Challenge:
Please copy all of the records below word for word, leaving out the pictures.

Input data:
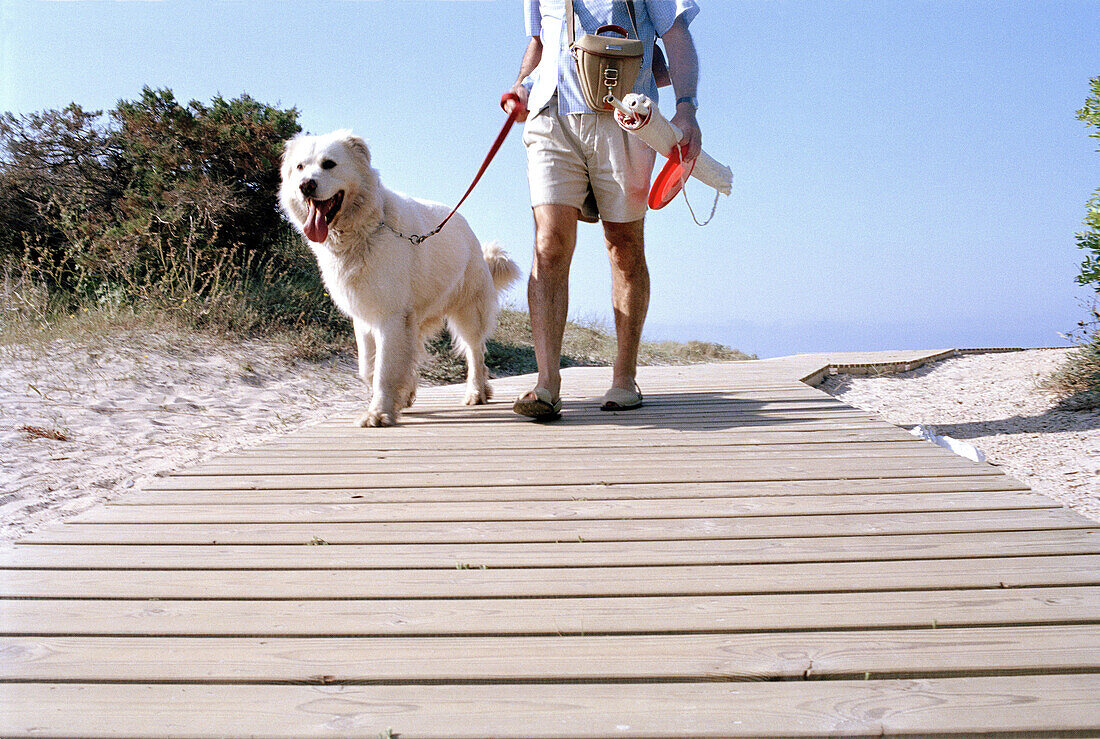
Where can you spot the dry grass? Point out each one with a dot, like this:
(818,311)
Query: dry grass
(34,318)
(1077,381)
(40,432)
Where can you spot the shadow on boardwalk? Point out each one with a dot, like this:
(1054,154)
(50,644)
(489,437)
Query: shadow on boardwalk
(682,411)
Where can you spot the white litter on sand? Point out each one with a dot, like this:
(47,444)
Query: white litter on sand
(993,403)
(960,448)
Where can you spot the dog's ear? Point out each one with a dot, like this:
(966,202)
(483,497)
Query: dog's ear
(359,147)
(288,147)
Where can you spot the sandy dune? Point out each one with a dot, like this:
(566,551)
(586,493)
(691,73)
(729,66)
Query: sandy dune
(133,405)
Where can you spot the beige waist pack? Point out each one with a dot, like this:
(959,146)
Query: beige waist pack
(606,65)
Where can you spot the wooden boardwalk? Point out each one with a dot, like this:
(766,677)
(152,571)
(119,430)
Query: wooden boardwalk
(743,556)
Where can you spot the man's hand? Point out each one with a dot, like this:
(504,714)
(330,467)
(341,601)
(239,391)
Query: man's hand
(692,142)
(520,92)
(683,69)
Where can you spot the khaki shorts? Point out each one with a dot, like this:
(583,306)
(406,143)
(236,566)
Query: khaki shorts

Full solution:
Where can you spot the dry grass? Point out each one with a dot, like this:
(818,311)
Query: dry grass
(34,318)
(1077,381)
(40,432)
Where can you spot the shadow on boardwalk? Point out each one with a dot, like this:
(1054,154)
(50,644)
(489,437)
Query: shadow on boardwalk
(682,411)
Where can you spot the white litter on sand? Point out each one with a dot, like this:
(47,444)
Query: white litter on sand
(993,403)
(960,448)
Where can you spot the dog's ear? Point out each one with a dot, like this:
(966,202)
(483,497)
Query: dog's ear
(359,147)
(288,147)
Where can you spot the sandy dune? Point out each one with a dot, like this:
(566,551)
(586,493)
(691,73)
(729,66)
Query: sandy dune
(133,405)
Where can you spot the beige waist pack? Point out each one with a dot, like this:
(959,146)
Query: beige waist pack
(606,65)
Where can you spot the wooden boardwalk? Point out each one with a dot, like this:
(766,677)
(152,571)
(119,430)
Query: wooden boardwalk
(743,556)
Where can you spot the man's hand? Point out each one with a dot, like this:
(504,714)
(330,467)
(341,601)
(239,391)
Query: man's hand
(692,142)
(520,92)
(683,69)
Where can you spot the khaki shorts? Point out each one with a dot, like this:
(583,306)
(406,143)
(236,566)
Query: khaki shorts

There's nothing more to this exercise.